● **Atividades**
A – Resuma em duas frases o texto sobre a volta da Alaska ao Magalu.
B – Dê continuidade ao texto sobre a Alaska e o Magalu a partir do ponto em que ele termina.

● **Texto fornecido**
Gestora foi quem mais ganhou com o boom da varejista entre 2015 e 2020; mercado diz se há um novo sucesso à vista

Os motivos por trás da nova aposta da Alaska na Magalu (MGLU3), ação que popularizou a gestora
Henrique Bredda, gestor da da Alaska Asset Management. Foto: Denise Andrade/Estadão
  • Velha conhecida do Magazine Luiza, a gestora Alaska Asset Management voltou a investir na companhia depois de praticamente zerar as posições em MGLU3 nos últimos três anos; agora, os fundos detêm cerca de 5,14% do capital da varejista
  • A Alaska foi uma das primeiras a apostar no Magalu, em 2015, e viveu o "boom" dos papéis; uma história que rendeu lucros e fama à gestora e seus sócios
  • O time volta a investir na empresa e enfrentar o mercado ceticismo do mercado, mas em um cenário macro mais adverso para os negócios do Magalu. Analistas divergem se a aposta vai vingar

Existe um ditado bastante conhecido no Brasil que diz que um raio não pode cair duas vezes em um mesmo lugar. A gestora Alaska Asset Management, porém, parece estar disposta a contrariar a sabedoria popular para tentar repetir a grande aposta acertada feita em 2015 nas ações do Magazine Luiza (MGLU3) – um investimento que rendeu frutos e fama à gestora de Henrique Bredda e Luiz Alves Paes de Barros.

● **Dados do exercício**
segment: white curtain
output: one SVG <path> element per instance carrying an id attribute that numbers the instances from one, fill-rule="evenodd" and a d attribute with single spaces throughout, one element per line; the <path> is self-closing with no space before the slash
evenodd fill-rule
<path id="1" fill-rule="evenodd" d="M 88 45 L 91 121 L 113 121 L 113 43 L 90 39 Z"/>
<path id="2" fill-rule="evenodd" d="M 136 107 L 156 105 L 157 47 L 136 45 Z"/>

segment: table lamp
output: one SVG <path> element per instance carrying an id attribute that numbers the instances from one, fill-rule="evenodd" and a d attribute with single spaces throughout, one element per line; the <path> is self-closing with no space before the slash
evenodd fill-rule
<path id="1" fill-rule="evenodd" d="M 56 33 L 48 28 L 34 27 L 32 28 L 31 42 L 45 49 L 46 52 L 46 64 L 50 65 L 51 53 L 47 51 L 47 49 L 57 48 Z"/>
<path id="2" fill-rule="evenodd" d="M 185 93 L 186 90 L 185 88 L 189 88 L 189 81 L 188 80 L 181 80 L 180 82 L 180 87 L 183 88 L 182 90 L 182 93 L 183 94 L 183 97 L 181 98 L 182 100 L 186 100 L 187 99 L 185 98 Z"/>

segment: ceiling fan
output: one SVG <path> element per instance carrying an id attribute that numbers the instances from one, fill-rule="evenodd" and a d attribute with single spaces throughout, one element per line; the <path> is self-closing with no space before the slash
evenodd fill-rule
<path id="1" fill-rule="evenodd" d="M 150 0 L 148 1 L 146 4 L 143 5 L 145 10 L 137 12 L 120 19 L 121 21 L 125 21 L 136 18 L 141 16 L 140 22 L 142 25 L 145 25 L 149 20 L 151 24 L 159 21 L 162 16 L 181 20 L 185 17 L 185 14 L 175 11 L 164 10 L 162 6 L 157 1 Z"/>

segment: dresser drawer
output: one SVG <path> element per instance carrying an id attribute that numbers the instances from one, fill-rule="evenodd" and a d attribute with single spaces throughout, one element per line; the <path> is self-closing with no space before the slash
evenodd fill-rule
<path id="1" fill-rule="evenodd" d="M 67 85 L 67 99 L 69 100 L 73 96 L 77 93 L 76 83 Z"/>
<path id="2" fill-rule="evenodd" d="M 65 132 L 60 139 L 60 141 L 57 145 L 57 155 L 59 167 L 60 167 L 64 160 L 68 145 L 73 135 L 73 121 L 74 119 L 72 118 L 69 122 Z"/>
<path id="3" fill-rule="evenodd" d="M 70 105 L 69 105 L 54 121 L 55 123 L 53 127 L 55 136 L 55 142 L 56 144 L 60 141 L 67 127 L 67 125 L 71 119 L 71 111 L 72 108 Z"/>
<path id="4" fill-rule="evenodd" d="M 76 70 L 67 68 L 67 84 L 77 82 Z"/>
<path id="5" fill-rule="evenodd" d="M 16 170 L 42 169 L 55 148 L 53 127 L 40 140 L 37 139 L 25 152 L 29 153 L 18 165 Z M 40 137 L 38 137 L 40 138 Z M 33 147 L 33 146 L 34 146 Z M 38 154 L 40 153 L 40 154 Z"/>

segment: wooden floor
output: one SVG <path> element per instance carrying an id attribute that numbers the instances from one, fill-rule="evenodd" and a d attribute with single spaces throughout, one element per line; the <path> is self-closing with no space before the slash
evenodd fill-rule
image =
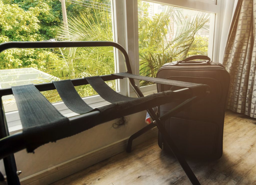
<path id="1" fill-rule="evenodd" d="M 188 161 L 202 184 L 256 184 L 256 119 L 226 112 L 223 154 L 211 162 Z M 177 160 L 154 138 L 52 184 L 187 184 Z"/>

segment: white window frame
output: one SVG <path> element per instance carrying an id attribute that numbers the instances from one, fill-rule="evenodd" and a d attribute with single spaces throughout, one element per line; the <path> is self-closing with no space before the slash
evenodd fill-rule
<path id="1" fill-rule="evenodd" d="M 218 61 L 218 43 L 220 35 L 219 34 L 220 24 L 221 24 L 220 18 L 221 14 L 221 2 L 220 0 L 143 0 L 149 2 L 155 3 L 180 7 L 191 10 L 197 10 L 213 13 L 215 15 L 212 16 L 210 25 L 209 43 L 208 48 L 208 56 L 213 61 Z M 138 0 L 126 0 L 126 9 L 127 21 L 126 31 L 131 35 L 128 37 L 128 51 L 129 48 L 131 48 L 134 55 L 131 61 L 134 63 L 133 65 L 133 71 L 136 75 L 139 74 L 138 55 Z M 133 13 L 133 16 L 131 15 Z M 133 20 L 132 20 L 132 18 Z M 221 21 L 222 22 L 222 21 Z M 128 54 L 129 54 L 128 53 Z M 129 55 L 129 57 L 130 55 Z M 139 86 L 138 80 L 136 81 L 136 84 Z M 149 92 L 156 91 L 156 84 L 141 87 L 141 90 L 144 94 L 148 94 Z M 130 92 L 133 94 L 132 91 Z"/>

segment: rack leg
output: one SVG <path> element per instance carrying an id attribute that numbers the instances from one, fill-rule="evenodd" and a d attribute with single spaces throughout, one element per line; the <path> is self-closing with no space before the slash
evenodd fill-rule
<path id="1" fill-rule="evenodd" d="M 132 135 L 128 140 L 128 143 L 127 143 L 127 146 L 126 148 L 126 152 L 130 153 L 132 151 L 132 141 L 134 139 L 137 138 L 148 130 L 152 129 L 156 126 L 155 123 L 152 122 L 145 127 Z"/>
<path id="2" fill-rule="evenodd" d="M 4 158 L 3 160 L 8 184 L 20 185 L 14 155 L 12 154 Z"/>
<path id="3" fill-rule="evenodd" d="M 188 165 L 183 155 L 180 153 L 168 132 L 163 126 L 162 123 L 160 122 L 159 124 L 157 122 L 156 124 L 159 131 L 163 134 L 165 141 L 167 142 L 191 183 L 193 185 L 200 185 L 200 183 Z"/>
<path id="4" fill-rule="evenodd" d="M 2 97 L 0 96 L 0 138 L 1 138 L 9 135 Z M 20 185 L 14 155 L 12 154 L 4 158 L 3 161 L 8 184 Z"/>

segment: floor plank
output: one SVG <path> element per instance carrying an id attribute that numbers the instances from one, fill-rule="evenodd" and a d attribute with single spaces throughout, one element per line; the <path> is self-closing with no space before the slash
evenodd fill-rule
<path id="1" fill-rule="evenodd" d="M 204 184 L 256 184 L 256 120 L 230 111 L 224 124 L 223 154 L 214 161 L 189 161 Z M 189 184 L 176 158 L 154 138 L 53 184 Z"/>

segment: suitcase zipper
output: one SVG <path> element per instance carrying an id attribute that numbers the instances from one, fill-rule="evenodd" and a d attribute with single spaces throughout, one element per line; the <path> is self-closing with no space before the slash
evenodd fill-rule
<path id="1" fill-rule="evenodd" d="M 167 67 L 167 66 L 166 66 Z M 163 67 L 162 69 L 161 69 L 159 70 L 159 71 L 161 69 L 185 69 L 186 70 L 191 70 L 191 69 L 196 69 L 197 70 L 205 70 L 205 69 L 221 69 L 221 70 L 225 70 L 225 69 L 223 68 L 222 67 L 206 67 L 202 69 L 198 69 L 197 68 L 195 67 L 195 68 L 190 68 L 189 69 L 188 68 L 174 68 L 174 67 L 166 67 L 165 66 L 164 66 L 164 67 Z"/>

● **Respostas**
A – A gestora Alaska Asset Management foi uma das primeiras a apostar no Magazine Luiza, em 2015, e o "boom" dos papéis lhe rendeu lucros e fama. Depois de praticamente zerar as posições em MGLU3 nos últimos três anos, ela voltou a investir na companhia, e seus fundos agora detêm cerca de 5,14% do capital da varejista.

B –
Velha conhecida da varejista, a Alaska voltou a investir na companhia depois de praticamente zerar as posições em MGLU3 nos últimos três anos. Procurada, a gestora não comentou o assunto.

No último dia 29, o Magalu informou ao mercado que os fundos de investimento sob a gestão da Alaska passaram a deter 5,14% das ações ordinárias da companhia, o equivalente a 38.004.888 papéis. Em comunicado, a gestora indicou que não pretende alterar a composição do controle ou da estrutura administrativa da companhia e que o aumento da participação acionária tem por objetivo a “mera realização de operações financeiras”.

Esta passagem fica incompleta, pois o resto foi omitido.